------ SOURCE RECORDS

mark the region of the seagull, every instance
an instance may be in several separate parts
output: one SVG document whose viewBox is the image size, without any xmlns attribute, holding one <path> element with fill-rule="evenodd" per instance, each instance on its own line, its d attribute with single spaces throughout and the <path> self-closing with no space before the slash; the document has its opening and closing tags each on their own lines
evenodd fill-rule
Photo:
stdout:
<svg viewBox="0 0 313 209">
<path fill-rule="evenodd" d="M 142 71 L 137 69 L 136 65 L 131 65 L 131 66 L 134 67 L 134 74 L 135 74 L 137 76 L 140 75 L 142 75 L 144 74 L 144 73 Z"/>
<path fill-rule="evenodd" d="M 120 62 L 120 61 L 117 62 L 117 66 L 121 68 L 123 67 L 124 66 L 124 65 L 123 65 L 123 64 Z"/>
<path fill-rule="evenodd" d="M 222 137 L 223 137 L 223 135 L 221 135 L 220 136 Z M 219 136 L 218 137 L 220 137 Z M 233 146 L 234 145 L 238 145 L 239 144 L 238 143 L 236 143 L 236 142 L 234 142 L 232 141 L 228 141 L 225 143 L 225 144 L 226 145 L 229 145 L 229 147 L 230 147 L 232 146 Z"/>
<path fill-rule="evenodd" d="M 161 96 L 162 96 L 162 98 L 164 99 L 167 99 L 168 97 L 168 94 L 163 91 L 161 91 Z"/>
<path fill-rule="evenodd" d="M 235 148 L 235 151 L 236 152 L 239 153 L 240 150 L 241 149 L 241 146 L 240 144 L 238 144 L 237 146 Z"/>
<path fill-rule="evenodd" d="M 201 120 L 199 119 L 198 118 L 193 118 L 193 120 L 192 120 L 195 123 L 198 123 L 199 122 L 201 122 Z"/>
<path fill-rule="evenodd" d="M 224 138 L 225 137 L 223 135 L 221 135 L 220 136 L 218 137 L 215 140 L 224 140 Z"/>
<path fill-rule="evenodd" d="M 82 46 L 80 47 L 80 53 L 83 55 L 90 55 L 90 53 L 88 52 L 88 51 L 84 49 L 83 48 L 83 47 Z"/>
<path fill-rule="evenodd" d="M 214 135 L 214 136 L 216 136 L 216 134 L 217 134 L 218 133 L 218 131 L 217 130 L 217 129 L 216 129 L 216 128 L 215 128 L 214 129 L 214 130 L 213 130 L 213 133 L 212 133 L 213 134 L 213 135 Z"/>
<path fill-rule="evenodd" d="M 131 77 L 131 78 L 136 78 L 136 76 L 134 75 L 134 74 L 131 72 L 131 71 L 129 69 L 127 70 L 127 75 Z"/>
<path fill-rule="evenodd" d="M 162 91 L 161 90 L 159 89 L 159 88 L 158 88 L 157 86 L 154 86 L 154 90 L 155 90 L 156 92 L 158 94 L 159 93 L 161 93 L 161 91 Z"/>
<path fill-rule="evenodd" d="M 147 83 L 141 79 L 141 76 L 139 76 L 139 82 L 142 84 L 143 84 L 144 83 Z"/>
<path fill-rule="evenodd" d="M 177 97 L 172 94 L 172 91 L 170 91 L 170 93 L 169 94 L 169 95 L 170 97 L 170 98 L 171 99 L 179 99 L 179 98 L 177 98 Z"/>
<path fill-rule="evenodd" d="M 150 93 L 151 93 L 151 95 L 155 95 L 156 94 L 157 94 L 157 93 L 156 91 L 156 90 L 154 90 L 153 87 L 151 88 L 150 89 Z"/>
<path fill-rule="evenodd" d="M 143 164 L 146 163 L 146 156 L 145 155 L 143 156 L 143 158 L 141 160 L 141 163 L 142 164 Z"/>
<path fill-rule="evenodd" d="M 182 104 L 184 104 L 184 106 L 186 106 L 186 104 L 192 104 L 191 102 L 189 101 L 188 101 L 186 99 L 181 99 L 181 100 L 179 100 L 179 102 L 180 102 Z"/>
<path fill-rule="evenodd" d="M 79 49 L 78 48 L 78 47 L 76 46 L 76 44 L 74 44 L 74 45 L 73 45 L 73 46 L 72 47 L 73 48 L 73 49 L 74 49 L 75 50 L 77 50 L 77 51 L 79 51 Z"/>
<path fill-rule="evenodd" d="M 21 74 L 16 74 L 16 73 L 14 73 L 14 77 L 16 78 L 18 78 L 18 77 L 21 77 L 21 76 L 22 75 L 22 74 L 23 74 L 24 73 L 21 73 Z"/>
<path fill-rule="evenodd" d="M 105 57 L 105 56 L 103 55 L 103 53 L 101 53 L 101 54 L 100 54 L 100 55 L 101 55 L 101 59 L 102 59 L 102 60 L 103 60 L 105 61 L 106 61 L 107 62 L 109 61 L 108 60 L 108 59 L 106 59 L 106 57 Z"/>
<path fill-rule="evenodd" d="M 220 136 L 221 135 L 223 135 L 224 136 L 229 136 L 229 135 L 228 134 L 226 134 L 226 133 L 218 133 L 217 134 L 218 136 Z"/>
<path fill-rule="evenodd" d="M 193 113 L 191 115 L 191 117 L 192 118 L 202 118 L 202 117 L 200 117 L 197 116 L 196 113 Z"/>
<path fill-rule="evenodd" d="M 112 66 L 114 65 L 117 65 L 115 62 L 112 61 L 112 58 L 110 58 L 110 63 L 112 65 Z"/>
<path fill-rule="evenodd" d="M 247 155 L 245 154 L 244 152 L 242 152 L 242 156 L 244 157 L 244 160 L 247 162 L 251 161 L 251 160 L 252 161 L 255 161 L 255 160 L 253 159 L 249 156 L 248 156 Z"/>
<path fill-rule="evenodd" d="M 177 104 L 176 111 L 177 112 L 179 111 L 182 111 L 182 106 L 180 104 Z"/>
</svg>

------------

◆ WRITTEN REQUEST ◆
Rewrite everything from the start of the data down to and including the line containing "224 138 L 225", replacing "seagull" with "gull" and changing nothing else.

◆ WRITTEN SOLUTION ◆
mark the region of the gull, every instance
an instance may be in several separate parts
output: one SVG document whose viewBox is the image size, without any xmlns attribute, holding one <path> element with fill-rule="evenodd" per instance, each instance on its own line, its d attribute with single spaces throughout and the <path> self-closing with no space before the slash; the document has its opening and closing tags each on their own lines
evenodd fill-rule
Photo:
stdout:
<svg viewBox="0 0 313 209">
<path fill-rule="evenodd" d="M 142 71 L 137 69 L 136 65 L 131 65 L 131 66 L 134 67 L 134 74 L 135 74 L 137 76 L 140 75 L 142 75 L 144 74 L 144 73 Z"/>
<path fill-rule="evenodd" d="M 120 62 L 120 61 L 117 62 L 117 66 L 121 68 L 123 67 L 124 66 L 124 65 L 123 65 L 123 64 Z"/>
<path fill-rule="evenodd" d="M 222 137 L 223 137 L 223 135 L 221 135 L 220 136 Z M 219 136 L 218 137 L 220 137 Z M 233 146 L 234 145 L 238 145 L 239 144 L 238 143 L 236 143 L 236 142 L 234 142 L 232 141 L 228 141 L 225 143 L 225 144 L 226 145 L 229 145 L 229 147 L 230 147 L 232 146 Z"/>
<path fill-rule="evenodd" d="M 161 96 L 162 96 L 162 98 L 164 99 L 167 99 L 168 97 L 168 94 L 163 91 L 161 91 Z"/>
<path fill-rule="evenodd" d="M 235 148 L 235 151 L 236 152 L 239 153 L 240 150 L 241 149 L 241 146 L 240 144 L 238 144 L 237 146 Z"/>
<path fill-rule="evenodd" d="M 201 120 L 199 119 L 198 118 L 193 118 L 193 120 L 192 120 L 195 123 L 198 123 L 199 122 L 201 122 Z"/>
<path fill-rule="evenodd" d="M 224 138 L 225 137 L 223 135 L 221 135 L 220 136 L 218 137 L 215 140 L 224 140 Z"/>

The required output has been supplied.